=== EXERCISE PROMPT ===
Reproduce every one of the following items word for word, keeping each line as it stands.

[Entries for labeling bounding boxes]
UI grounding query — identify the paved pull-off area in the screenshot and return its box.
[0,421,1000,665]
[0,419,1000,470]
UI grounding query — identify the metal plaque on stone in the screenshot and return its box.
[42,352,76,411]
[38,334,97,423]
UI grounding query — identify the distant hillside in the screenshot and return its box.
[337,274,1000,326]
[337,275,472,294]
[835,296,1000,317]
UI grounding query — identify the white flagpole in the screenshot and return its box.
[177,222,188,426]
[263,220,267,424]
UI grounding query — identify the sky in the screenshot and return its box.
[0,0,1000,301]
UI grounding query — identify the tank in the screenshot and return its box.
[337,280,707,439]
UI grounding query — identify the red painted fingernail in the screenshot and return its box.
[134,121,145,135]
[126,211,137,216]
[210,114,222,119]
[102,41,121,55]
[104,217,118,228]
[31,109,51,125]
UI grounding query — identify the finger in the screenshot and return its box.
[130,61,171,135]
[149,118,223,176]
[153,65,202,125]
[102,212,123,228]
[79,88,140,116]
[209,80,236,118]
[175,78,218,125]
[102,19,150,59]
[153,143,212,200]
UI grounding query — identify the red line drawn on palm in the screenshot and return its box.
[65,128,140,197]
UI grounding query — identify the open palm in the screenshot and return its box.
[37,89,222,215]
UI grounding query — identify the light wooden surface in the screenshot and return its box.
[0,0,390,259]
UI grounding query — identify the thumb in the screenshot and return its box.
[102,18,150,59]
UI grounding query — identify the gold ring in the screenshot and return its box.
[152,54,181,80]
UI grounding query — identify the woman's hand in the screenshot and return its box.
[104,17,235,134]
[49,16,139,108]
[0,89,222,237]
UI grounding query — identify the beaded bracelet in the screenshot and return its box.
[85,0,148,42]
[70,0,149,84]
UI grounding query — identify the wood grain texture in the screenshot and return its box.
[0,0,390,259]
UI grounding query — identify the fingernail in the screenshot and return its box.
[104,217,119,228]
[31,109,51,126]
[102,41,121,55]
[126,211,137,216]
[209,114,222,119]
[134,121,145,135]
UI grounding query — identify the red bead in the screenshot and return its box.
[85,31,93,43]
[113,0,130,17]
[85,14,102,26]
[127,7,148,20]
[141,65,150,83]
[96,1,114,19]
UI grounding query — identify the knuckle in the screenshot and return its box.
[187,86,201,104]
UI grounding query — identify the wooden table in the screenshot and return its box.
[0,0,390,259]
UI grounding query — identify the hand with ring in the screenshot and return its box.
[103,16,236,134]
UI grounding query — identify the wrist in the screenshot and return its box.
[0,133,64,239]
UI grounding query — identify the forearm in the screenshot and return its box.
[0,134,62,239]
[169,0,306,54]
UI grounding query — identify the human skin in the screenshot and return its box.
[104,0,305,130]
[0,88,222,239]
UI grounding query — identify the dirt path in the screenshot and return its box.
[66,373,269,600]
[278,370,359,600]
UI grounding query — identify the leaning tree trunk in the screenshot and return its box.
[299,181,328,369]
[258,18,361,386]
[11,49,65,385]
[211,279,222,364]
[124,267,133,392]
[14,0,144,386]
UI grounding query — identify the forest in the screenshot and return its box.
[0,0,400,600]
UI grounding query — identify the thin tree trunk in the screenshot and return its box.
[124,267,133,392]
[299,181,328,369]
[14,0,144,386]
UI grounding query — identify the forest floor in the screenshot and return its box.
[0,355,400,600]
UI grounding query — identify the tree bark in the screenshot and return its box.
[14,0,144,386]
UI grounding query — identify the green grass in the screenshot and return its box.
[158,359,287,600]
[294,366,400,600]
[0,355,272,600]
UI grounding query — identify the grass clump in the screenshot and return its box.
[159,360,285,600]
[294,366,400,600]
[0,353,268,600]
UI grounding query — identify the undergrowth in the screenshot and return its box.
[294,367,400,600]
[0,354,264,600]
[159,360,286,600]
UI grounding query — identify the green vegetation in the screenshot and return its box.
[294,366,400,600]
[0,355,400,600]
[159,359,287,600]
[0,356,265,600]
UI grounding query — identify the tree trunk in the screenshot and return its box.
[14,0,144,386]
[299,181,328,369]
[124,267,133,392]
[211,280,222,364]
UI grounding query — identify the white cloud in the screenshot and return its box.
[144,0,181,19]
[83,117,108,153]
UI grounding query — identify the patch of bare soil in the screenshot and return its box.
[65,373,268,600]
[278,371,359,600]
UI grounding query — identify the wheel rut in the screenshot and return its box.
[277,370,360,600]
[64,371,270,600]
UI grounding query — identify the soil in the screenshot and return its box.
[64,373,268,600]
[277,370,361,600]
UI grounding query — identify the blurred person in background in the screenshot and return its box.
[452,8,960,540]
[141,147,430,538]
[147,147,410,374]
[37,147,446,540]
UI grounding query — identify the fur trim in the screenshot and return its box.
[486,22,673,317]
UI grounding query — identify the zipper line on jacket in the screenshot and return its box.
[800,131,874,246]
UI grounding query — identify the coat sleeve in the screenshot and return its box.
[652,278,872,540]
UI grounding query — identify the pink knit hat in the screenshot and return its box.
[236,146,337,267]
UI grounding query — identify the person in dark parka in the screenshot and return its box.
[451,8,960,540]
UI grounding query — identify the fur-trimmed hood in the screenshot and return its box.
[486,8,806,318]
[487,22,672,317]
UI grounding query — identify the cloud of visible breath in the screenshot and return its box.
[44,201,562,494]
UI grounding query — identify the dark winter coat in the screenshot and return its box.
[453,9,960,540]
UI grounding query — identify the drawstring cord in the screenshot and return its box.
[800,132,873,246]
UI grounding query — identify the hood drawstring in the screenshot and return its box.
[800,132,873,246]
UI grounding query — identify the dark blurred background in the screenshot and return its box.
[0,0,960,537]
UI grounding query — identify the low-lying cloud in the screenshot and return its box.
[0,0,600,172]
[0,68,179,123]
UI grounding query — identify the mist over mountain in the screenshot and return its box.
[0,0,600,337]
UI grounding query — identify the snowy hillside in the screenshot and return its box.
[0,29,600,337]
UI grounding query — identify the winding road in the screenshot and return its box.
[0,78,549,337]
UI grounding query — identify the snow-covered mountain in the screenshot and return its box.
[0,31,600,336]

=== RESULT OF THE TASK ===
UI grounding query — identify the paved pull-off area in the screenshot and return its box.
[0,421,1000,665]
[0,419,1000,470]
UI grounding query — identify the metal plaque on stone in the screenshot and return its box.
[42,352,76,411]
[38,334,97,423]
UI grounding query — identify the distant hillside in the screenshot and return its box.
[337,274,1000,326]
[337,275,472,294]
[835,296,1000,317]
UI grounding query — identify the white flagpole in the screenshot and return its box.
[177,222,188,426]
[263,220,267,424]
UI grounding query — identify the sky in the screenshot and return its box.
[0,0,1000,301]
UI grounding query — identify the tank in the screenshot and return its box.
[337,280,707,439]
UI grounding query — identify the red painted fingernail in the screenshot and return its box.
[134,121,145,135]
[126,211,137,216]
[210,114,222,119]
[102,41,121,55]
[104,217,118,228]
[31,109,51,125]
UI grounding query — identify the finger in the screenshot and return its box.
[130,61,171,135]
[149,118,223,176]
[153,65,202,125]
[102,212,123,228]
[79,88,140,116]
[209,80,236,118]
[175,78,218,125]
[102,19,150,59]
[153,143,212,200]
UI grounding query — identify the red line drawn on palm in the screenshot and return its box.
[65,128,140,197]
UI grounding query — identify the open palm in the screenshot and return its box.
[37,89,222,215]
UI grounding query — identify the light wooden surface in the screenshot and return its box.
[0,0,390,259]
UI grounding query — identify the thumb in the screenshot and return its box.
[102,18,150,59]
UI grounding query — identify the gold ring in the screenshot and return its box.
[152,54,181,80]
UI grounding query — identify the woman's hand in the screenshot and return its box.
[104,17,235,134]
[49,16,139,108]
[0,89,222,237]
UI grounding query — identify the beaded bracelet in the screenshot and return its box.
[85,0,148,42]
[70,0,149,84]
UI grounding query — identify the wood grain texture in the screenshot and return its box.
[0,0,390,259]
UI grounding query — identify the fingernail in the screenshot and return its box.
[104,217,119,228]
[31,109,51,126]
[102,41,121,55]
[126,211,137,216]
[209,114,222,119]
[134,121,145,135]
UI grounding query — identify the red bead in the screenshot and return its box.
[85,31,93,43]
[113,0,130,17]
[85,14,102,26]
[127,7,148,20]
[141,65,150,83]
[96,1,114,19]
UI grounding query — identify the knuckle in the screenshot and return its box.
[187,86,201,104]
UI grounding query — identify the wooden table in the screenshot and return its box.
[0,0,390,259]
UI grounding query — identify the hand with ring in the screenshot and return its box.
[103,16,236,134]
UI grounding query — identify the wrist in the screenshot and return its box.
[0,133,64,239]
UI grounding query — identify the forearm in the screenshot and return its box.
[0,134,62,239]
[169,0,306,54]
UI grounding query — identify the human skin in the screenshot and return its box.
[104,0,305,130]
[0,88,222,239]
UI grounding query — identify the dirt path in the screenshot and return its box.
[66,373,269,600]
[278,370,359,600]
UI grounding query — identify the leaning tree trunk in the screenshot and return its box.
[299,181,328,369]
[258,18,361,386]
[11,49,65,385]
[211,279,222,364]
[124,267,133,392]
[14,0,144,386]
UI grounding query — identify the forest in the screenshot and return its box.
[0,0,400,600]
UI grounding query — identify the thin tree trunk in the screenshot and return its box.
[124,267,133,392]
[299,181,328,369]
[14,0,144,386]
UI grounding query — identify the forest floor in the screenshot and return its box.
[0,355,400,600]
UI grounding query — identify the tree bark in the screenshot and return its box.
[14,0,144,386]
UI grounding query — identify the green grass in the screenshot and return its box.
[158,359,287,600]
[294,366,400,600]
[0,355,272,600]
UI grounding query — identify the grass clump in the screenshot and return its box.
[159,360,285,600]
[294,366,400,600]
[0,353,268,600]
UI grounding query — identify the undergrowth in the screenshot and return its box.
[294,367,400,600]
[0,354,264,600]
[159,360,286,600]
UI grounding query — identify the green vegetation in the screenshot and return its box.
[294,366,400,600]
[0,355,400,600]
[159,359,287,600]
[0,356,265,600]
UI grounding query — identify the tree trunk in the screenshot and return its box.
[14,0,144,386]
[299,181,328,369]
[124,267,133,392]
[211,280,222,364]
UI grounding query — identify the white cloud in the screenshot and return its box.
[144,0,181,19]
[83,117,108,153]
UI grounding query — identify the patch of bare soil in the screenshot and return its box.
[65,373,268,600]
[278,371,359,600]
UI grounding query — identify the wheel rut in the screenshot and return its box.
[277,370,360,600]
[64,371,270,600]
UI grounding query — identify the soil in the screenshot and return its box.
[64,373,268,600]
[277,370,361,600]
UI grounding query — identify the blurred person in background in the screenshot and return its box.
[452,8,960,540]
[141,147,430,538]
[147,147,410,374]
[37,147,446,540]
UI grounding query — identify the fur trim in the screenshot and return its box.
[486,22,673,317]
UI grounding query — identify the zipper line on jacket in the screenshot and return its box.
[800,131,874,246]
UI grounding query — identify the coat sleeve in the screenshot and return its box.
[652,278,872,540]
UI grounding query — identify the pink knit hat in the screenshot and return its box.
[236,146,337,267]
UI grounding query — identify the person in dark parka in the screenshot and return its box.
[451,8,960,540]
UI grounding query — identify the fur-trimmed hood in the screenshot and return its box.
[486,8,806,318]
[487,22,672,317]
UI grounding query — identify the cloud of visible breath in the screenshot and return its box.
[44,201,562,494]
UI grounding query — identify the dark winter coat in the screenshot and return its box.
[453,9,960,540]
UI grounding query — identify the drawstring cord in the screenshot and return its box.
[800,132,873,246]
UI grounding query — identify the hood drawstring in the screenshot and return its box.
[800,132,873,246]
UI grounding query — identify the dark blurred background in the screenshot and return its box.
[0,0,960,537]
UI grounding query — identify the low-lying cloud in the screenshot and return its box.
[0,0,600,172]
[0,68,179,123]
UI grounding query — identify the mist over mountain in the screenshot and return its box.
[0,0,600,337]
UI grounding query — identify the snowy hillside in the screenshot and return its box.
[0,29,600,337]
UI grounding query — identify the winding road in the screenshot and return its box.
[0,78,549,337]
UI grounding query — identify the snow-covered mountain in the screenshot and return its box.
[0,31,600,336]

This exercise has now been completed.